start EXTRACTED TEXT

The information will be even more harmful where it's essentially inaccurate. From the wesbite:

"Each state calculates graduation rates differently. For example, a New York high school and a Florida high school might both report a graduation rate of 95%, but the states may not be considering the same factors in their calculations. This discrepancy means that state-reported graduation rates cannot be compared to one another. However, national graduation calculations, such as the Averaged Freshman Graduation Rate (AFGR) and the Cumulative Promotion Index (CPI), allow us to compare graduation rates across states. See the map of the United States below to learn more."

Readers need to take into account Ezra's concerns, but only after they make sure they're looking at some kind of standardized measure like the CPI. Also, the map funtion doesn't work well; it shows my local school in a completely different part of the city.

end EXTRACTED TEXT
start RECORDS PROVIDED

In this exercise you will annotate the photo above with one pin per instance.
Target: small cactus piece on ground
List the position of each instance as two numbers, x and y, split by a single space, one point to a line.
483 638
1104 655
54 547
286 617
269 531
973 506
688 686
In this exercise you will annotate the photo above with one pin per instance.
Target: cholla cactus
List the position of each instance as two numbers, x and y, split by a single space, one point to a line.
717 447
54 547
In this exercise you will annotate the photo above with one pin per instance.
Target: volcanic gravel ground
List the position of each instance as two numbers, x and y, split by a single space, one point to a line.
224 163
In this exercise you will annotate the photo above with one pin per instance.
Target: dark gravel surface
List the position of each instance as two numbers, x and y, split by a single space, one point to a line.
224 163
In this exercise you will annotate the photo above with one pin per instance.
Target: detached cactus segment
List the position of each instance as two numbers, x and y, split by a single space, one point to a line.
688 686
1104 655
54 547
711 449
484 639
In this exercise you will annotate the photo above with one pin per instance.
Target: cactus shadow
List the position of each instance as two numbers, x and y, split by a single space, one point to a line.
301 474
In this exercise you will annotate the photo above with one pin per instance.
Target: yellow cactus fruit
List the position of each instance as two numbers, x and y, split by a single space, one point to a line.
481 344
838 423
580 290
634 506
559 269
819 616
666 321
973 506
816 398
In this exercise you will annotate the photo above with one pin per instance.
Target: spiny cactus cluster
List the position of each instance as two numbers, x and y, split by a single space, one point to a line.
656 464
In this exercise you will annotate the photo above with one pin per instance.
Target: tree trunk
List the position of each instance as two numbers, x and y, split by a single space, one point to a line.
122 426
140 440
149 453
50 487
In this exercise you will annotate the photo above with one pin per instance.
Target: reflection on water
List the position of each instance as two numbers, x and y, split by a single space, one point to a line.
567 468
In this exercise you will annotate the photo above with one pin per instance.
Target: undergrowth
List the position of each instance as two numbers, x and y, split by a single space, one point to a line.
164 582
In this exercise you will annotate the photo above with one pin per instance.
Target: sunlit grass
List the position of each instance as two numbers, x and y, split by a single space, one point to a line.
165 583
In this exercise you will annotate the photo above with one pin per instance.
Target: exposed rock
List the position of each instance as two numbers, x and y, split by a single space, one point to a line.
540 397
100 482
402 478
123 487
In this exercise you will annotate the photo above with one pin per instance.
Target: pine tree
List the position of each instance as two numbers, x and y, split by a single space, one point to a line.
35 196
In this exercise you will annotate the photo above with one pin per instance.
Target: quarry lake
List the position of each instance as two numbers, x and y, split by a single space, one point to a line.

end RECORDS PROVIDED

> TASK LIST
A: What two national graduation calculations does the text about graduation rates name?
B: Please carry on the text about graduation rates, starting after its final sentence.
The records are separate material from the text about graduation rates.

> THE RESULTS
A: The Averaged Freshman Graduation Rate (AFGR) and the Cumulative Promotion Index (CPI).

B:
Nice idea, but it needs to be done with care.

Posted by: spekny | October 18, 2010 1:26 PM | Report abuse


Great points, Ezra.

What we need is a simple "value added" measure for schools that assesses how much students improved.

Posted by: junomoneta88 | October 18, 2010 2:03 PM | Report abuse

Aarrgh. Whether they're a good idea or not, sites like this have been available forever. Check out greatschools.org, for one example. Plug in the name of your high school.

Gates and NBC and "a bunch of different organizations" seem to be inventing a well-worn wheel, while pretending to be deeply concerned and very very helpful.

By the way: I'm aware of these pre-existing sites because I have actually sought information about schools and school systems many times in the past. Very few pundits do such things, and so a service like this may seem new. Public education simply isn't an active concern in the bulk of American Pundit Land. The liberal world largely quit on this topic around 1975, Jonathan Kozol excepted.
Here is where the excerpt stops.